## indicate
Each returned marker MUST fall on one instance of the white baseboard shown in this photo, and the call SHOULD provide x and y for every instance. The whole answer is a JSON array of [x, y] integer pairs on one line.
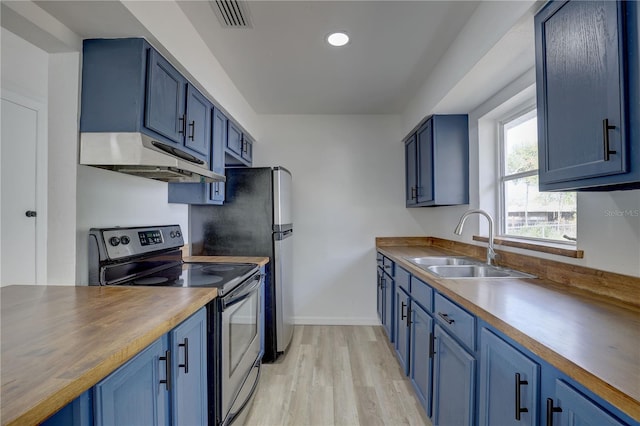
[[335, 321]]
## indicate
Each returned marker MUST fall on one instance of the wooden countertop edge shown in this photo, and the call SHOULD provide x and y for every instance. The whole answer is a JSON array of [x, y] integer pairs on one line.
[[66, 394], [615, 396]]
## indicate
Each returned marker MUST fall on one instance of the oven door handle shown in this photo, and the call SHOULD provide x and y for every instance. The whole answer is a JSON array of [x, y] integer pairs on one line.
[[242, 293]]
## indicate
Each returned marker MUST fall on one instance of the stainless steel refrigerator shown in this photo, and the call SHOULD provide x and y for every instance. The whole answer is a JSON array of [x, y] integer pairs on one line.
[[255, 220]]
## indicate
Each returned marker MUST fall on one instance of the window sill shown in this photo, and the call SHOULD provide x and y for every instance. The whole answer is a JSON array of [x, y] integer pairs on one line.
[[534, 246]]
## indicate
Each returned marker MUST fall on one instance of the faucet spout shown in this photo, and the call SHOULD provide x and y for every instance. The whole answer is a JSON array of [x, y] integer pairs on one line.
[[491, 254]]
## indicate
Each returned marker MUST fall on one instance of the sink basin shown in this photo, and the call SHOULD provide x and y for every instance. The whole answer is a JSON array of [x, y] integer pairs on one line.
[[475, 271], [441, 260]]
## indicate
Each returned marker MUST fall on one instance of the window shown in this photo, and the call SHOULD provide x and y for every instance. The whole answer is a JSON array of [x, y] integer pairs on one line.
[[525, 212]]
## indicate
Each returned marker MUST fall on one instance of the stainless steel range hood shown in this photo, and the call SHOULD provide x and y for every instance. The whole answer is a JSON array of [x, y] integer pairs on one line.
[[138, 154]]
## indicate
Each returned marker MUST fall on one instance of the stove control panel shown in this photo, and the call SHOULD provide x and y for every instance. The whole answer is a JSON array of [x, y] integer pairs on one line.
[[125, 242]]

◆ ◆ ◆ ◆ ◆

# Goal of the exercise
Count the lines of the records above that contain the word "integer", treating uppercase and lowercase as different, and reply with the number alone.

# Solution to this problem
10